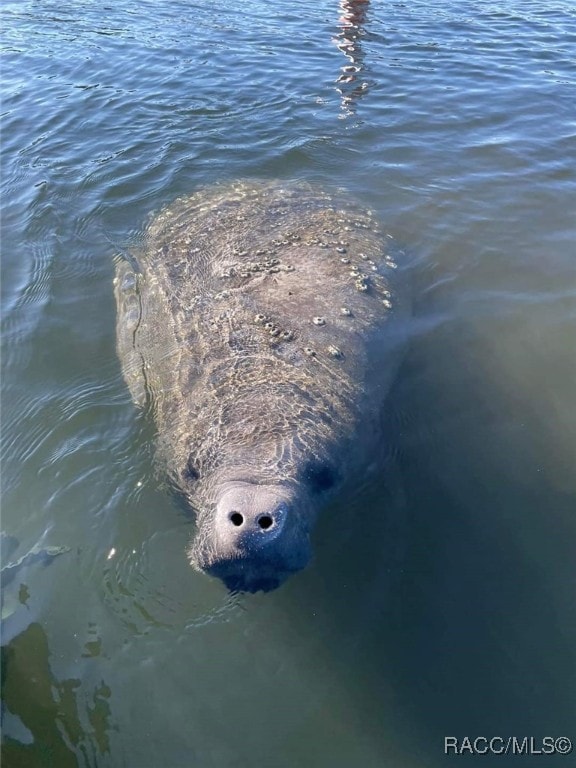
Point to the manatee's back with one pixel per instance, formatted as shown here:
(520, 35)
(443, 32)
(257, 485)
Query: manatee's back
(257, 295)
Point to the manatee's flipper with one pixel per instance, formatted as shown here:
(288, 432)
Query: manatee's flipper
(129, 317)
(36, 556)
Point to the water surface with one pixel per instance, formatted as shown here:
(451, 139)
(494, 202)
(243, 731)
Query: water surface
(440, 601)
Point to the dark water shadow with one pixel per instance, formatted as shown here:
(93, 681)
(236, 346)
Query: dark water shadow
(466, 626)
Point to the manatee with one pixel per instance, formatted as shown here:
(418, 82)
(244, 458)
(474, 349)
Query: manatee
(258, 323)
(14, 619)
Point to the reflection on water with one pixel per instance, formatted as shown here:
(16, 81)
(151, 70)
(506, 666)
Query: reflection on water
(48, 722)
(441, 599)
(350, 83)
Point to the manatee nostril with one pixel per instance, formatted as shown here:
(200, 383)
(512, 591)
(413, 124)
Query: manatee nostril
(236, 519)
(265, 522)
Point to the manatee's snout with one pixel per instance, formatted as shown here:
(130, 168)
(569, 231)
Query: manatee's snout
(242, 523)
(259, 537)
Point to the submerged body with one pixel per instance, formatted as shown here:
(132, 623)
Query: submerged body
(258, 323)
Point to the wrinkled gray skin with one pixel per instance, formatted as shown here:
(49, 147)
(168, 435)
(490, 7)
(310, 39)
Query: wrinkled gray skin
(258, 325)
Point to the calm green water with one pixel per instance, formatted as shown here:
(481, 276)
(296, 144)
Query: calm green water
(440, 602)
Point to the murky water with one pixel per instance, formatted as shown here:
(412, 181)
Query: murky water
(441, 601)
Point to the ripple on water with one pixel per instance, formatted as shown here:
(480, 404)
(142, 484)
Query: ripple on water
(150, 586)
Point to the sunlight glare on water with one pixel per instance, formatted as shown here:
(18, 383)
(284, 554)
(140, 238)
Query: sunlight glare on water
(440, 600)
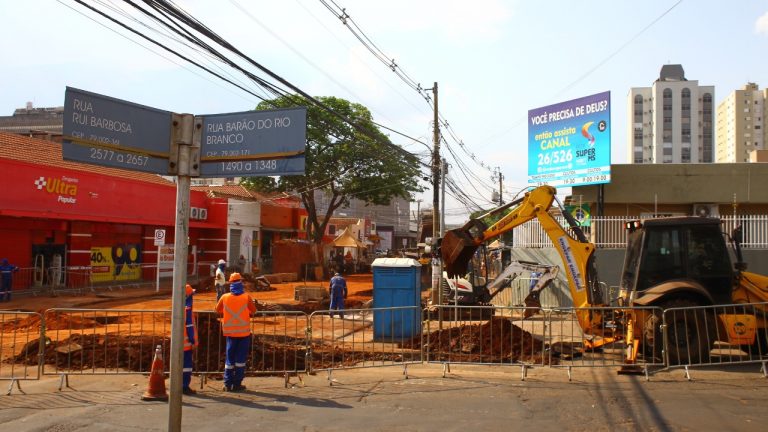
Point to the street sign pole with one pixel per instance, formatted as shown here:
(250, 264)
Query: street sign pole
(186, 144)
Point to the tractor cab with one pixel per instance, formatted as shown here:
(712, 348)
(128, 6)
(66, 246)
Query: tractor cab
(679, 249)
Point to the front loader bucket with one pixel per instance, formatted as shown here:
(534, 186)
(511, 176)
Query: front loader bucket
(457, 249)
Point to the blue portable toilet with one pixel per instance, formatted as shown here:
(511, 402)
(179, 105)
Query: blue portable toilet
(396, 282)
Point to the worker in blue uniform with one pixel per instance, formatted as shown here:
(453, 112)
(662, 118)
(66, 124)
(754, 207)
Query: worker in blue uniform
(338, 288)
(190, 341)
(236, 309)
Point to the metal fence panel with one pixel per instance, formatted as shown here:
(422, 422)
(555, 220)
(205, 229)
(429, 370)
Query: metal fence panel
(716, 335)
(365, 338)
(498, 336)
(606, 343)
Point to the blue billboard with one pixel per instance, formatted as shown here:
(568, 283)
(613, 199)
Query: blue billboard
(569, 143)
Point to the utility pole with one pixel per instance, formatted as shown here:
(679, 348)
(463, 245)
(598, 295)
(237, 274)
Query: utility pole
(501, 187)
(443, 175)
(436, 272)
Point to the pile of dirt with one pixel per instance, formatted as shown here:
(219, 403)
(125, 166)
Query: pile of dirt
(496, 341)
(16, 324)
(269, 352)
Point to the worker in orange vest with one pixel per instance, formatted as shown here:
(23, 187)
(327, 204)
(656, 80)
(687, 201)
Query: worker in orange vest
(236, 308)
(190, 341)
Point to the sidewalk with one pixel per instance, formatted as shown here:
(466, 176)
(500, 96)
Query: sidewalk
(469, 399)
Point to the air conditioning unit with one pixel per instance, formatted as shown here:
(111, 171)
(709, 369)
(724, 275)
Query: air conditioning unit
(706, 210)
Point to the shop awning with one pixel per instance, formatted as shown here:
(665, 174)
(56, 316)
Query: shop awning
(346, 239)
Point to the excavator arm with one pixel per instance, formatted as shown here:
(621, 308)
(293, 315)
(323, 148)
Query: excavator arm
(577, 254)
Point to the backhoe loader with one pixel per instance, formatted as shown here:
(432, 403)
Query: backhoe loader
(680, 262)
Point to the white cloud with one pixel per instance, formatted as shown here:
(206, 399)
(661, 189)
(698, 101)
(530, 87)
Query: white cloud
(761, 25)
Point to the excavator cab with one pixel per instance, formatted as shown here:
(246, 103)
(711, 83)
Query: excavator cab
(458, 246)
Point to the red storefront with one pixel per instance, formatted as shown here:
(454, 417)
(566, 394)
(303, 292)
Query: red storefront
(54, 212)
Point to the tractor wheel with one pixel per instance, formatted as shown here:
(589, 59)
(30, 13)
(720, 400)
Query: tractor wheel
(690, 333)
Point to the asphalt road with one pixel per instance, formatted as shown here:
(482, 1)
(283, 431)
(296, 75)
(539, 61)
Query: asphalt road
(467, 399)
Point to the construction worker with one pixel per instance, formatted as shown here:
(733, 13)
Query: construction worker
(7, 269)
(190, 341)
(220, 279)
(338, 290)
(236, 309)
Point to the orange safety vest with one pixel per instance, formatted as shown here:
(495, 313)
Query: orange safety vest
(237, 315)
(189, 322)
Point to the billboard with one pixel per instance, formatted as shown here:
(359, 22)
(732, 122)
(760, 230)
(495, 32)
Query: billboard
(569, 143)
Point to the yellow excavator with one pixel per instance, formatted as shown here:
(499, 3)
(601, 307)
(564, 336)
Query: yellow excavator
(679, 262)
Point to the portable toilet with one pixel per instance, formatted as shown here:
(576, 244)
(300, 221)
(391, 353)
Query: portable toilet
(396, 283)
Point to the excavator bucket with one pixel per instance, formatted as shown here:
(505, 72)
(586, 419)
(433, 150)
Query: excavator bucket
(532, 304)
(457, 249)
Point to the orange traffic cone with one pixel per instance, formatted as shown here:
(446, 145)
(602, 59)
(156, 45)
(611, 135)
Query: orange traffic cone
(156, 390)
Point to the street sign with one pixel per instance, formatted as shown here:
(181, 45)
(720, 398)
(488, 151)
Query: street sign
(254, 143)
(159, 237)
(105, 131)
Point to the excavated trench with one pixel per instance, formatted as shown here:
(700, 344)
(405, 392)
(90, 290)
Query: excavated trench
(89, 347)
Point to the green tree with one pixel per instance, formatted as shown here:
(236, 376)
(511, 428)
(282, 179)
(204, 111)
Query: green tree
(345, 161)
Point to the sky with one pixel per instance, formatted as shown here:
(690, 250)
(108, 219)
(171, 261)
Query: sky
(493, 60)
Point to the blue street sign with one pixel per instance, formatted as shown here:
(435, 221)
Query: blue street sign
(105, 131)
(254, 143)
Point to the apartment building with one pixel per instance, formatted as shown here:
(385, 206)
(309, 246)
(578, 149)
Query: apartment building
(672, 121)
(741, 124)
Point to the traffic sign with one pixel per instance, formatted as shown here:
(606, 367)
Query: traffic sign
(159, 237)
(254, 143)
(105, 131)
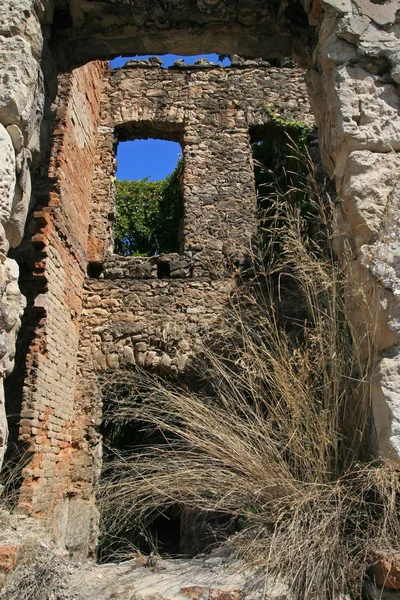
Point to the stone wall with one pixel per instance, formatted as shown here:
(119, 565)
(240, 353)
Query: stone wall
(151, 311)
(22, 97)
(353, 85)
(51, 424)
(354, 89)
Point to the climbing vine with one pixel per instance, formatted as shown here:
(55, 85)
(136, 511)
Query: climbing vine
(148, 215)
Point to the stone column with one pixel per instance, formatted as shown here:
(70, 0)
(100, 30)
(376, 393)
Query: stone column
(218, 186)
(21, 112)
(353, 87)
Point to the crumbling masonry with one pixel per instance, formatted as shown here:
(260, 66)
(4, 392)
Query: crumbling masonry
(75, 326)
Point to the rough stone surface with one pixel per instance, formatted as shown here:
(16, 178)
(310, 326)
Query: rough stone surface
(20, 72)
(353, 82)
(195, 579)
(7, 182)
(12, 304)
(51, 417)
(353, 89)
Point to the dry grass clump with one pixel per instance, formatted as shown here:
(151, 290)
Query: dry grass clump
(270, 428)
(40, 574)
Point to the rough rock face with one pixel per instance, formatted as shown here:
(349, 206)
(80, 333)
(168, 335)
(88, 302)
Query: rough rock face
(21, 109)
(353, 84)
(353, 89)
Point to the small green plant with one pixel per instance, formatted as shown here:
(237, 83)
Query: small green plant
(148, 215)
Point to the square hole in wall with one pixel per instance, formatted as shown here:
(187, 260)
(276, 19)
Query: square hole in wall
(149, 206)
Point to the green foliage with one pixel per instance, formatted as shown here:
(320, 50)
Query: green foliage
(298, 130)
(148, 215)
(282, 168)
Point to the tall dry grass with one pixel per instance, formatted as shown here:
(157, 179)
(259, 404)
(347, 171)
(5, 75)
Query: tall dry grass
(272, 425)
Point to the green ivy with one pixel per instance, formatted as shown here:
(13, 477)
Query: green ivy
(148, 215)
(297, 130)
(281, 161)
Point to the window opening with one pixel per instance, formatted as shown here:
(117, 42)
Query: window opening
(168, 60)
(149, 205)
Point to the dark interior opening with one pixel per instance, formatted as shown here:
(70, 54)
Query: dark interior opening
(162, 532)
(163, 270)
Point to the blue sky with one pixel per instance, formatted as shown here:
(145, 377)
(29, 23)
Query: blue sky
(154, 159)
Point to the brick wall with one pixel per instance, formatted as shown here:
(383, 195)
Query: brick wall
(51, 425)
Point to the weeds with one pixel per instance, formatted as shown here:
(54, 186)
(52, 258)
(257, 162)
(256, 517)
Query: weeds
(39, 575)
(271, 426)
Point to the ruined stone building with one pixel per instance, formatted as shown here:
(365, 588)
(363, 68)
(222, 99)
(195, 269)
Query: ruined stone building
(82, 310)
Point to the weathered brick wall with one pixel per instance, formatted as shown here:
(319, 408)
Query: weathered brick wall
(210, 111)
(132, 316)
(138, 312)
(51, 424)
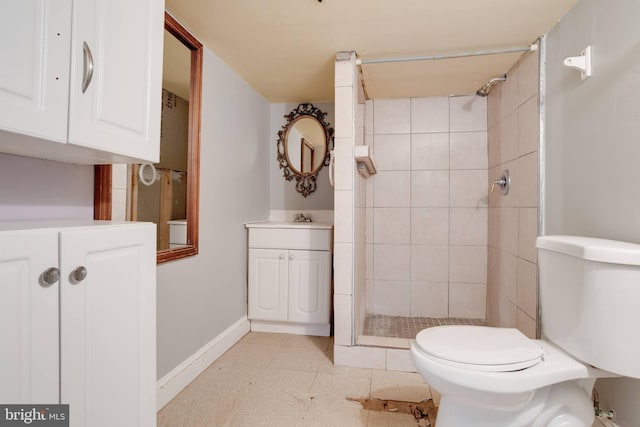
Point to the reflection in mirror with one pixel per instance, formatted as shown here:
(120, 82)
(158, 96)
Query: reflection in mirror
(304, 143)
(306, 138)
(166, 193)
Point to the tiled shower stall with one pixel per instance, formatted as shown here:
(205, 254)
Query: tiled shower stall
(425, 237)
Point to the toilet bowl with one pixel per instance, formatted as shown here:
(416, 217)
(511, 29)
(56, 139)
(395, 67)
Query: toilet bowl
(497, 377)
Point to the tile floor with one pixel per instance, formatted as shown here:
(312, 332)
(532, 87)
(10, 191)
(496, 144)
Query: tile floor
(273, 380)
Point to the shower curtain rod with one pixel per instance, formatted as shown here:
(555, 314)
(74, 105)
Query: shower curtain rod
(532, 47)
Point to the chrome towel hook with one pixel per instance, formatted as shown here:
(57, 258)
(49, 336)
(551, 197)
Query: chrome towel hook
(504, 182)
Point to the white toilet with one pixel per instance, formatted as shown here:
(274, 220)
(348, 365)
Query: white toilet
(497, 377)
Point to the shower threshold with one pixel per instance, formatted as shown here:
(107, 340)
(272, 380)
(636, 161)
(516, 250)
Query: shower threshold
(378, 325)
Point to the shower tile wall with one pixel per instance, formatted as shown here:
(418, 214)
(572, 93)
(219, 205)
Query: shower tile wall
(513, 121)
(426, 230)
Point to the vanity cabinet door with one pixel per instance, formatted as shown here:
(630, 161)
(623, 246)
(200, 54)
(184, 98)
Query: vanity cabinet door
(268, 284)
(117, 108)
(107, 325)
(29, 317)
(34, 75)
(309, 286)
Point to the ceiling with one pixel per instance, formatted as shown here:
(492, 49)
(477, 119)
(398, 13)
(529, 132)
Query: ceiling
(285, 49)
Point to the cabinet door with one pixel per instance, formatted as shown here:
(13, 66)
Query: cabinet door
(28, 318)
(309, 286)
(268, 284)
(34, 75)
(119, 112)
(107, 321)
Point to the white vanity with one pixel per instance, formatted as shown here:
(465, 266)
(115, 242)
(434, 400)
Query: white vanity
(290, 277)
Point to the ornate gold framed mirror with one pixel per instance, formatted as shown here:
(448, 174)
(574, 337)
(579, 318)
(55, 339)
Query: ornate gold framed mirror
(304, 143)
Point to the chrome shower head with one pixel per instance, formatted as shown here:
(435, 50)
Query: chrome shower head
(486, 88)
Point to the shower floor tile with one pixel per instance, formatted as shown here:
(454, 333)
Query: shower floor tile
(407, 327)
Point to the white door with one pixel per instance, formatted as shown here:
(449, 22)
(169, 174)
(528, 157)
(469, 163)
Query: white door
(29, 366)
(268, 284)
(108, 353)
(118, 108)
(309, 286)
(35, 37)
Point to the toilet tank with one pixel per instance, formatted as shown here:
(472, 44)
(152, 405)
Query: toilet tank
(590, 300)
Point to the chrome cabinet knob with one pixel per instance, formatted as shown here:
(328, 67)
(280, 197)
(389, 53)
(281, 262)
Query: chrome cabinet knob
(78, 275)
(50, 276)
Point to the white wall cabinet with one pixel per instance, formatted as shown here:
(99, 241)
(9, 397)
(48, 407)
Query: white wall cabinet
(290, 278)
(88, 338)
(82, 79)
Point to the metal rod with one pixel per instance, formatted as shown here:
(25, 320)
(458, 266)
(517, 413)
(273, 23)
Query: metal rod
(449, 55)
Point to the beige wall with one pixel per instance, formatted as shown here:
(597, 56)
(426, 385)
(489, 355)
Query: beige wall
(427, 207)
(513, 121)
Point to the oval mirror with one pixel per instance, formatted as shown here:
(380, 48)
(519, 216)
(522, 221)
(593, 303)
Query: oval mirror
(304, 143)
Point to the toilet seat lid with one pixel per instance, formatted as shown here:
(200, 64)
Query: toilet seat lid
(480, 348)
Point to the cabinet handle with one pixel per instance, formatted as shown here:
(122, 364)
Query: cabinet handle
(50, 276)
(78, 275)
(87, 66)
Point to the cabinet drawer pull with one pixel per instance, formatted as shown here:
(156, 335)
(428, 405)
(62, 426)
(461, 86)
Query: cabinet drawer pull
(78, 275)
(87, 66)
(50, 276)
------------------------------
**Try it**
Everything from the line with "Query: cabinet handle" to the end of the listing above needs to be duplicated exactly, both end lines included, with nothing more.

**Answer for the task**
Query: cabinet handle
(50, 276)
(78, 275)
(87, 66)
Point to the cabinet drawer pull with one pixel per instance, formatted as shown here:
(156, 335)
(428, 405)
(62, 426)
(461, 86)
Query: cabinet drawer pull
(78, 275)
(87, 66)
(50, 276)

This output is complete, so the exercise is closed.